[K12OSN] Plans for K12Linux EL6 and Future Fedora

Les Mikesell lesmikesell at gmail.com
Mon May 9 05:41:25 UTC 2011


On 5/8/11 9:56 PM, Warren Togami Jr. wrote:
>
>> There is more to remote X than LTSP/thin clients. Personally I like
>> freenx and almost never sit directly at a Linux console even though most
>> of my work is on a Linux desktop. And I've always thought 'boot-into-nx'
>> would be a reasonable thin client approach for wireless access using a
>> CD or other local boot media.
>
> I was only responding to your comment "seemed so out of touch with the way
> unix/linux is actually used". I meant that WE are the ones out of touch, not them.
>

And I meant that they are turning it into something that doesn't suit the 
reasons I've used unix/linux systems.  If that means I'm out of touch, fine, but 
if I want a single user box that needs one special console attached in a certain 
place and forces you to sit there to do anything useful, I probably wouldn't be 
using unix/linux.

- - -

Written problem A: Recast the part of the records that runs from their first line through the line containing "xmin=0 ymin=180 xmax=383 ymax=604" as a numbered list, omitting any blank lines.

- - -

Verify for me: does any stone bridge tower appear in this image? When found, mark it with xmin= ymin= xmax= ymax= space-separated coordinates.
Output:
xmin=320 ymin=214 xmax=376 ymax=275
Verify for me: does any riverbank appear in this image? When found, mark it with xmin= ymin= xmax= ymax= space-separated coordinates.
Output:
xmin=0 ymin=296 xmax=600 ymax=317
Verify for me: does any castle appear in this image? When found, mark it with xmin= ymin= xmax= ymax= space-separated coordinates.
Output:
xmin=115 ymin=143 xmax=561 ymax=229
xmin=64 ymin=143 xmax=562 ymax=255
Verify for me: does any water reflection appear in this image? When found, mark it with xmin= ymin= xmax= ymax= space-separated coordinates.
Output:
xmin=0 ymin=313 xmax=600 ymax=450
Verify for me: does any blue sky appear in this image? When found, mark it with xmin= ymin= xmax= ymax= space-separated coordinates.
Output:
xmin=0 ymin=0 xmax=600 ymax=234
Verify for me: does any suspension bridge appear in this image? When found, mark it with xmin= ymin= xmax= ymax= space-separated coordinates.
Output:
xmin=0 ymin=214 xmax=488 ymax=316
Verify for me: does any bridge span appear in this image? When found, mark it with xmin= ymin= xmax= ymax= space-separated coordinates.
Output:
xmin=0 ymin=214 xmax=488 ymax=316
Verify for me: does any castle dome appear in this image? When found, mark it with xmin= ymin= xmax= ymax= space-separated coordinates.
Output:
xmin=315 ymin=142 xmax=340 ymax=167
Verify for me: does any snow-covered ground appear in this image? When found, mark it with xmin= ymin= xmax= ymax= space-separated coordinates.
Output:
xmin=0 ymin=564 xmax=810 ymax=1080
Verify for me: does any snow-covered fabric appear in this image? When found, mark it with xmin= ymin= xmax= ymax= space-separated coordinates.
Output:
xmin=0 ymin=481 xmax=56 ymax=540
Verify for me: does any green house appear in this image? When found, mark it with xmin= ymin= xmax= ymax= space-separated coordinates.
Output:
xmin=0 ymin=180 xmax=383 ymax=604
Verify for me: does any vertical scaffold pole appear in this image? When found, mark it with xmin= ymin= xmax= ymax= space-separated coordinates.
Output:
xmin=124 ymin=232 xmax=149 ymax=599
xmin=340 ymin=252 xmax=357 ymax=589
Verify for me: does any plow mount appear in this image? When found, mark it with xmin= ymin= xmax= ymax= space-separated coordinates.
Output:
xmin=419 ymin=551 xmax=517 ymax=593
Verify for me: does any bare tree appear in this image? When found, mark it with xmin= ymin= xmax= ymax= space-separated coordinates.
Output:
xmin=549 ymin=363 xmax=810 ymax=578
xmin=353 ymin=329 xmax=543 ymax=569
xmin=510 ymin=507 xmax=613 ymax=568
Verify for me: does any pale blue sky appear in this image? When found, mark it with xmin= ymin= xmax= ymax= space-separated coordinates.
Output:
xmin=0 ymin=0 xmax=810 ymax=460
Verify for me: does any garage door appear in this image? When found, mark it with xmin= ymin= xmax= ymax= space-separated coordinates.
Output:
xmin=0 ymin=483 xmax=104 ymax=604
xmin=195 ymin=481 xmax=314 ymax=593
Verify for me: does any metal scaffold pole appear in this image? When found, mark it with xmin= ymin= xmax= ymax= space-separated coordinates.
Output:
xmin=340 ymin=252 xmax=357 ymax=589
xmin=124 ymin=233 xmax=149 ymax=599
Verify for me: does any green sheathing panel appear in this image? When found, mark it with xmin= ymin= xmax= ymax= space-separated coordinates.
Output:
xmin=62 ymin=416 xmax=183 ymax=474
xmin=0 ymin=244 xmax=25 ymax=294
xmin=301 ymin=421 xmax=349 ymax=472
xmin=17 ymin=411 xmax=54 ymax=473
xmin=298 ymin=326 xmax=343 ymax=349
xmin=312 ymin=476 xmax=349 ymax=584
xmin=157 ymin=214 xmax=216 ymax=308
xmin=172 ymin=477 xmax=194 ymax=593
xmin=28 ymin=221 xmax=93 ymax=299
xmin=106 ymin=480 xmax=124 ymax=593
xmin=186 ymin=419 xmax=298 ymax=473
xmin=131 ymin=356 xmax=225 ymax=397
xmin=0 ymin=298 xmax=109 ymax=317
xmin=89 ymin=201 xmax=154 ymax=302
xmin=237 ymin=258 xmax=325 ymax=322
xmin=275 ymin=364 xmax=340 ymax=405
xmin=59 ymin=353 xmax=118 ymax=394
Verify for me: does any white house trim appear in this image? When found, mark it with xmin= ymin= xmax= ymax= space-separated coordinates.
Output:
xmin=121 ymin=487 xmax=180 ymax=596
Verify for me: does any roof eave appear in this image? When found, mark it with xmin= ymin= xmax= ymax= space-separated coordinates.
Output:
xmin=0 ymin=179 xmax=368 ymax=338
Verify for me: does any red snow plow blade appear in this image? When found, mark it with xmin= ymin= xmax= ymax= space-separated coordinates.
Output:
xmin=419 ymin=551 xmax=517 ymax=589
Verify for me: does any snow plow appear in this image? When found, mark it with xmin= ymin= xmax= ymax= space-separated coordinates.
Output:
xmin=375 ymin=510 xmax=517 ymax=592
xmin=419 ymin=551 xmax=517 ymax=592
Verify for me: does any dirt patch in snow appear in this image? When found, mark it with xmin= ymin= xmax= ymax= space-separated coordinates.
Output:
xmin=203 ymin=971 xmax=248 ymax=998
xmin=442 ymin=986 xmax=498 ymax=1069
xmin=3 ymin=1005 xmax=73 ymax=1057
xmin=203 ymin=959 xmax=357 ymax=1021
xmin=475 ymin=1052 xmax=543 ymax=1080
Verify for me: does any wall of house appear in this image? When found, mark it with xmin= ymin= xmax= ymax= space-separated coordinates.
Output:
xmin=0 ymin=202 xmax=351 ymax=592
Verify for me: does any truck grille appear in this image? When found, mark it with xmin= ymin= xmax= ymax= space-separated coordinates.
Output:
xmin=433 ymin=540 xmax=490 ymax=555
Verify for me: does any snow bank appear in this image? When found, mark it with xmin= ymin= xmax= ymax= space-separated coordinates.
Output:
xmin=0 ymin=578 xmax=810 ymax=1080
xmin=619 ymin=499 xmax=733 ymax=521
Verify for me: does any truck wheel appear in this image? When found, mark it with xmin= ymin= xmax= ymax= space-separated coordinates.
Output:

- - -

Written problem B: Reproduce the part of the mailing list message that opens with the words containing "And I meant" and closes with "using unix/linux.", word for word.

Full output A:
1. Verify for me: does any stone bridge tower appear in this image? When found, mark it with xmin= ymin= xmax= ymax= space-separated coordinates.
2. Output:
3. xmin=320 ymin=214 xmax=376 ymax=275
4. Verify for me: does any riverbank appear in this image? When found, mark it with xmin= ymin= xmax= ymax= space-separated coordinates.
5. Output:
6. xmin=0 ymin=296 xmax=600 ymax=317
7. Verify for me: does any castle appear in this image? When found, mark it with xmin= ymin= xmax= ymax= space-separated coordinates.
8. Output:
9. xmin=115 ymin=143 xmax=561 ymax=229
10. xmin=64 ymin=143 xmax=562 ymax=255
11. Verify for me: does any water reflection appear in this image? When found, mark it with xmin= ymin= xmax= ymax= space-separated coordinates.
12. Output:
13. xmin=0 ymin=313 xmax=600 ymax=450
14. Verify for me: does any blue sky appear in this image? When found, mark it with xmin= ymin= xmax= ymax= space-separated coordinates.
15. Output:
16. xmin=0 ymin=0 xmax=600 ymax=234
17. Verify for me: does any suspension bridge appear in this image? When found, mark it with xmin= ymin= xmax= ymax= space-separated coordinates.
18. Output:
19. xmin=0 ymin=214 xmax=488 ymax=316
20. Verify for me: does any bridge span appear in this image? When found, mark it with xmin= ymin= xmax= ymax= space-separated coordinates.
21. Output:
22. xmin=0 ymin=214 xmax=488 ymax=316
23. Verify for me: does any castle dome appear in this image? When found, mark it with xmin= ymin= xmax= ymax= space-separated coordinates.
24. Output:
25. xmin=315 ymin=142 xmax=340 ymax=167
26. Verify for me: does any snow-covered ground appear in this image? When found, mark it with xmin= ymin= xmax= ymax= space-separated coordinates.
27. Output:
28. xmin=0 ymin=564 xmax=810 ymax=1080
29. Verify for me: does any snow-covered fabric appear in this image? When found, mark it with xmin= ymin= xmax= ymax= space-separated coordinates.
30. Output:
31. xmin=0 ymin=481 xmax=56 ymax=540
32. Verify for me: does any green house appear in this image? When found, mark it with xmin= ymin= xmax= ymax= space-separated coordinates.
33. Output:
34. xmin=0 ymin=180 xmax=383 ymax=604

Full output B:
And I meant that they are turning it into something that doesn't suit the 
reasons I've used unix/linux systems.  If that means I'm out of touch, fine, but 
if I want a single user box that needs one special console attached in a certain 
place and forces you to sit there to do anything useful, I probably wouldn't be 
using unix/linux.